Render every line of the rows below as a JSON list of strings, one string per line, with blank lines omitted. Leave the pictures out of the list.

### Data shown ###

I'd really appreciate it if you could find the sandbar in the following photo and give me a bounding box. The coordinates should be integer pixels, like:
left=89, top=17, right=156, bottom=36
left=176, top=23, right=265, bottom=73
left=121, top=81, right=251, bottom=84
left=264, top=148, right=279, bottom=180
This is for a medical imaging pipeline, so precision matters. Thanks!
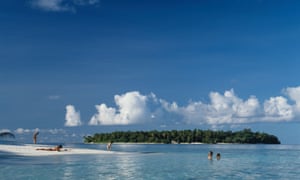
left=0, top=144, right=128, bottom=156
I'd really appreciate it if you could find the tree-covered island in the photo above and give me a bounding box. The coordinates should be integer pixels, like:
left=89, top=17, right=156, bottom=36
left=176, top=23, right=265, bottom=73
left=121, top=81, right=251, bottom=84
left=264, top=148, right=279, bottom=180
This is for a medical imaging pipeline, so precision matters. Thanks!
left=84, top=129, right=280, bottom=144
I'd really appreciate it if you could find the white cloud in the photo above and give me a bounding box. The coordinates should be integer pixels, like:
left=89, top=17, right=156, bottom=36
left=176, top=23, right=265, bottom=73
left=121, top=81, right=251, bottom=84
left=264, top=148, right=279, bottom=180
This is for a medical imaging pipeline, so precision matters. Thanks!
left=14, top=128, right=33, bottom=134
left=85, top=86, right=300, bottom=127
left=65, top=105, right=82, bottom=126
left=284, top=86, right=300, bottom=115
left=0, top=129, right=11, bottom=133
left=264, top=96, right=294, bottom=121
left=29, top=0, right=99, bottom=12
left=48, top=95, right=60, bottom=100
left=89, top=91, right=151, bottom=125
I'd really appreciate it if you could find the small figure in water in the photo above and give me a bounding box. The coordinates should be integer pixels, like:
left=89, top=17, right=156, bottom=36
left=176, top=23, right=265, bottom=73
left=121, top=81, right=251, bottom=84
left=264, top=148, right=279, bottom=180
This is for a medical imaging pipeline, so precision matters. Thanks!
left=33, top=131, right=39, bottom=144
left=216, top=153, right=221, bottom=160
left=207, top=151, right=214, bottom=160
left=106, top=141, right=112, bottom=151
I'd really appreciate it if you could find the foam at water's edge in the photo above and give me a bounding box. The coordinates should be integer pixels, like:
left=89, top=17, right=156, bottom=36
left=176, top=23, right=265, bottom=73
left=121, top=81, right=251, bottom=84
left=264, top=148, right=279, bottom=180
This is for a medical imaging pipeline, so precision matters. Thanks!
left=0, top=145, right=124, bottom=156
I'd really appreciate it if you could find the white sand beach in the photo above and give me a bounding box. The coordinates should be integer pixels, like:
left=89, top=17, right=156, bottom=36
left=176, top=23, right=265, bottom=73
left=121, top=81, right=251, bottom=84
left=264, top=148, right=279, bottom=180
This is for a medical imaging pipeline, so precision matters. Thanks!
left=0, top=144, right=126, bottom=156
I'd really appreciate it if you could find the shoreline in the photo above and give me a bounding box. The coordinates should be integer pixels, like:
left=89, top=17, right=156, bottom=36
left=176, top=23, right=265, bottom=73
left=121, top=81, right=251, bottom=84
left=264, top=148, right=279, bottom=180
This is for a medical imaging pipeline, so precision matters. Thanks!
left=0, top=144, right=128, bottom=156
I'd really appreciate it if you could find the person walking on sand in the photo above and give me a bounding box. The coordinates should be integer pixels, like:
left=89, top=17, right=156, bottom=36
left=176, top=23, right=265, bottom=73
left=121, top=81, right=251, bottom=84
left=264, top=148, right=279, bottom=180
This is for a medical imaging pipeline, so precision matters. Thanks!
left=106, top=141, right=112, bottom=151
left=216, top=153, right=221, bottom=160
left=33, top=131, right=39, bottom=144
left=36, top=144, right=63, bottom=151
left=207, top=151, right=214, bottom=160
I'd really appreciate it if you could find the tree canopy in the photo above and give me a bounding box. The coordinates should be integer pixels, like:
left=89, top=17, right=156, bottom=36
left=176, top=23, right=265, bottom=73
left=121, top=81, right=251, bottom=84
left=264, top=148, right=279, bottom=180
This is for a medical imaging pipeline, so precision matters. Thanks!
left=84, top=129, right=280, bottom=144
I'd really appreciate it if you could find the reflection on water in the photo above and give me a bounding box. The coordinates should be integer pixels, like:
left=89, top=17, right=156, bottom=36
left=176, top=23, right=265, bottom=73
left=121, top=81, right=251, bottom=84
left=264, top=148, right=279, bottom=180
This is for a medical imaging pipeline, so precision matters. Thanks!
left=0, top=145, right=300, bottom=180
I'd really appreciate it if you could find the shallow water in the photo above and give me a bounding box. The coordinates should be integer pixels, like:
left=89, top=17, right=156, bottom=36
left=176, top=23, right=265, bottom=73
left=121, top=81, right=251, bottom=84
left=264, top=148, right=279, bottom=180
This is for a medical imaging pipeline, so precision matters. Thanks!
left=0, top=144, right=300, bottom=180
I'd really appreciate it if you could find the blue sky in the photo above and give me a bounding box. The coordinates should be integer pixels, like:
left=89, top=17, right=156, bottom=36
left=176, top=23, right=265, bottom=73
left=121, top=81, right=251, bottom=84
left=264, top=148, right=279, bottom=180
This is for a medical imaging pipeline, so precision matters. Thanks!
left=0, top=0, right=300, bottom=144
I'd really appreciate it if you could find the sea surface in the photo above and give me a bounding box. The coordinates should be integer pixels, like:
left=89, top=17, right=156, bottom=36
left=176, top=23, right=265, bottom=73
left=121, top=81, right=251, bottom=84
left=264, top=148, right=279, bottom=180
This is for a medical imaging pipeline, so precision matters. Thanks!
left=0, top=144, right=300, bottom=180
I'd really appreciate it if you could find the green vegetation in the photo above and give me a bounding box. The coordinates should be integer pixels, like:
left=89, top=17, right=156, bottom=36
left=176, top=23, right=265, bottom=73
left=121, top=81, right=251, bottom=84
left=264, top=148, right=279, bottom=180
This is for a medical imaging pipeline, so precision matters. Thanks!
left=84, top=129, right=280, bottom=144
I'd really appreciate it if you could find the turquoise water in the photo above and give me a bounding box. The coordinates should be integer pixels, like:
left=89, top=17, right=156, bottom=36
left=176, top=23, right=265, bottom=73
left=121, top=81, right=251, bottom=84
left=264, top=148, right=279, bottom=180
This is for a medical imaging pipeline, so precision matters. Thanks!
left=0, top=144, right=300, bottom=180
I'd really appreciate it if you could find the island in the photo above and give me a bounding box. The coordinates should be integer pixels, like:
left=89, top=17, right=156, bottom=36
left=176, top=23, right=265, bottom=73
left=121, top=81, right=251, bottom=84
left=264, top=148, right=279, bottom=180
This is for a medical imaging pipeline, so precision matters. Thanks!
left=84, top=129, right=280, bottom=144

###

Full answer:
[
  "I'd really appreciate it if you could find the sandbar in the following photo and give me a bounding box. The coordinates should be integer pixels, like:",
  "left=89, top=17, right=156, bottom=36",
  "left=176, top=23, right=265, bottom=73",
  "left=121, top=81, right=251, bottom=84",
  "left=264, top=148, right=279, bottom=180",
  "This is for a medical imaging pipeline, so precision matters. Thanks!",
  "left=0, top=144, right=128, bottom=156",
  "I'd really appreciate it if you could find the tree-covered island in the photo above and give me a bounding box. The coordinates should be integer pixels, like:",
  "left=89, top=17, right=156, bottom=36",
  "left=176, top=23, right=265, bottom=73",
  "left=121, top=81, right=251, bottom=84",
  "left=264, top=148, right=279, bottom=180",
  "This is for a medical imaging pipeline, so precision matters. Thanks!",
  "left=84, top=129, right=280, bottom=144",
  "I'd really appreciate it if you could find the white cloud in the photo above and give me a bounding box. The coordinates should be integer pixels, like:",
  "left=89, top=17, right=156, bottom=36",
  "left=176, top=23, right=265, bottom=73",
  "left=121, top=81, right=251, bottom=84",
  "left=264, top=148, right=279, bottom=180",
  "This is for a medical imaging pipeline, so precision matters. Thanks!",
  "left=14, top=128, right=33, bottom=134",
  "left=85, top=86, right=300, bottom=127",
  "left=65, top=105, right=82, bottom=126",
  "left=284, top=86, right=300, bottom=115",
  "left=0, top=129, right=11, bottom=133",
  "left=264, top=96, right=294, bottom=121",
  "left=29, top=0, right=99, bottom=12",
  "left=48, top=95, right=60, bottom=100",
  "left=89, top=91, right=151, bottom=125",
  "I'd really appreciate it if you could find the small figure in water in the photo above and give me a bounding box. The coordinates should be integer pixels, like:",
  "left=89, top=17, right=156, bottom=36",
  "left=176, top=23, right=265, bottom=73",
  "left=121, top=81, right=251, bottom=84",
  "left=264, top=148, right=279, bottom=180",
  "This is for a medical imaging pipeline, so precision matters. Thanks!",
  "left=33, top=131, right=39, bottom=144",
  "left=216, top=153, right=221, bottom=160",
  "left=207, top=151, right=214, bottom=160",
  "left=106, top=141, right=112, bottom=151",
  "I'd really appreciate it if you could find the foam at water's edge in the photo above and give me a bounding box. The coordinates should be integer pixels, like:",
  "left=89, top=17, right=156, bottom=36",
  "left=176, top=23, right=265, bottom=73",
  "left=121, top=81, right=251, bottom=84",
  "left=264, top=148, right=279, bottom=180",
  "This is for a medical imaging pipeline, so precision matters. Thanks!",
  "left=0, top=145, right=124, bottom=156",
  "I'd really appreciate it if you could find the white sand beach in the photo above and give me a bounding box. The coordinates should be integer pixels, like:",
  "left=89, top=17, right=156, bottom=36",
  "left=176, top=23, right=265, bottom=73",
  "left=121, top=81, right=251, bottom=84",
  "left=264, top=148, right=279, bottom=180",
  "This is for a medical imaging pipeline, so precision matters. Thanks!",
  "left=0, top=144, right=126, bottom=156",
  "I'd really appreciate it if you could find the shoreline in the photo above and give me a bounding box. The coordinates should be integer pixels, like:",
  "left=89, top=17, right=156, bottom=36",
  "left=176, top=23, right=265, bottom=73",
  "left=121, top=81, right=251, bottom=84",
  "left=264, top=148, right=279, bottom=180",
  "This is for a medical imaging pipeline, so precision matters. Thanks!",
  "left=0, top=144, right=128, bottom=156",
  "I'd really appreciate it if you could find the person walking on sand in the photo above and give me a bounding box. The coordinates should be integer pixels, like:",
  "left=89, top=17, right=156, bottom=36",
  "left=176, top=23, right=265, bottom=73",
  "left=121, top=81, right=251, bottom=84",
  "left=264, top=148, right=279, bottom=180",
  "This is for a medical imaging pipeline, so precision matters. Thanks!",
  "left=106, top=141, right=112, bottom=151",
  "left=216, top=153, right=221, bottom=160",
  "left=33, top=131, right=39, bottom=144",
  "left=36, top=144, right=63, bottom=151",
  "left=207, top=151, right=214, bottom=160",
  "I'd really appreciate it if you could find the tree canopy in the photo above and give me a bounding box. The coordinates should be integer pixels, like:",
  "left=89, top=17, right=156, bottom=36",
  "left=176, top=23, right=265, bottom=73",
  "left=121, top=81, right=251, bottom=84",
  "left=264, top=148, right=279, bottom=180",
  "This is for a medical imaging pipeline, so precision matters. Thanks!",
  "left=84, top=129, right=280, bottom=144",
  "I'd really appreciate it if you could find the reflection on water in the photo above and give me a bounding box. The coordinates should be integer pixels, like:",
  "left=89, top=17, right=156, bottom=36",
  "left=176, top=23, right=265, bottom=73",
  "left=121, top=81, right=251, bottom=84",
  "left=264, top=148, right=279, bottom=180",
  "This is for a medical imaging pipeline, so precision matters. Thanks!",
  "left=0, top=145, right=300, bottom=180",
  "I'd really appreciate it if you could find the shallow water in the photo above and give me a bounding box. The coordinates should be integer pixels, like:",
  "left=89, top=17, right=156, bottom=36",
  "left=176, top=23, right=265, bottom=73",
  "left=121, top=81, right=251, bottom=84",
  "left=264, top=148, right=279, bottom=180",
  "This is for a medical imaging pipeline, so precision matters. Thanks!",
  "left=0, top=144, right=300, bottom=180",
  "I'd really appreciate it if you could find the blue sky in the photo above and give me a bounding box. The coordinates should be integer pixels, like:",
  "left=89, top=17, right=156, bottom=36",
  "left=176, top=23, right=265, bottom=73",
  "left=121, top=81, right=251, bottom=84",
  "left=264, top=148, right=279, bottom=180",
  "This is for a medical imaging pipeline, so precision matters. Thanks!",
  "left=0, top=0, right=300, bottom=144",
  "I'd really appreciate it if you could find the sea surface in the photo above and give me a bounding box. The coordinates should be integer pixels, like:",
  "left=89, top=17, right=156, bottom=36",
  "left=176, top=23, right=265, bottom=73",
  "left=121, top=81, right=251, bottom=84",
  "left=264, top=148, right=279, bottom=180",
  "This is for a medical imaging pipeline, so precision matters. Thanks!",
  "left=0, top=144, right=300, bottom=180",
  "I'd really appreciate it if you could find the green vegetation in the photo above and give me a bounding box. The coordinates should be integer pixels, like:",
  "left=89, top=17, right=156, bottom=36",
  "left=176, top=23, right=265, bottom=73",
  "left=121, top=81, right=251, bottom=84",
  "left=264, top=148, right=279, bottom=180",
  "This is for a medical imaging pipeline, so precision matters. Thanks!",
  "left=84, top=129, right=280, bottom=144",
  "I'd really appreciate it if you could find the turquoise water in the photo above and give me a bounding box. The coordinates should be integer pixels, like:",
  "left=89, top=17, right=156, bottom=36",
  "left=176, top=23, right=265, bottom=73",
  "left=121, top=81, right=251, bottom=84",
  "left=264, top=148, right=279, bottom=180",
  "This is for a medical imaging pipeline, so precision matters. Thanks!",
  "left=0, top=144, right=300, bottom=180",
  "I'd really appreciate it if you could find the island in the photo above and give me a bounding box. The coordinates should be integer pixels, like:",
  "left=89, top=17, right=156, bottom=36",
  "left=176, top=23, right=265, bottom=73",
  "left=121, top=81, right=251, bottom=84",
  "left=264, top=148, right=279, bottom=180",
  "This is for a medical imaging pipeline, so precision matters. Thanks!",
  "left=84, top=129, right=280, bottom=144"
]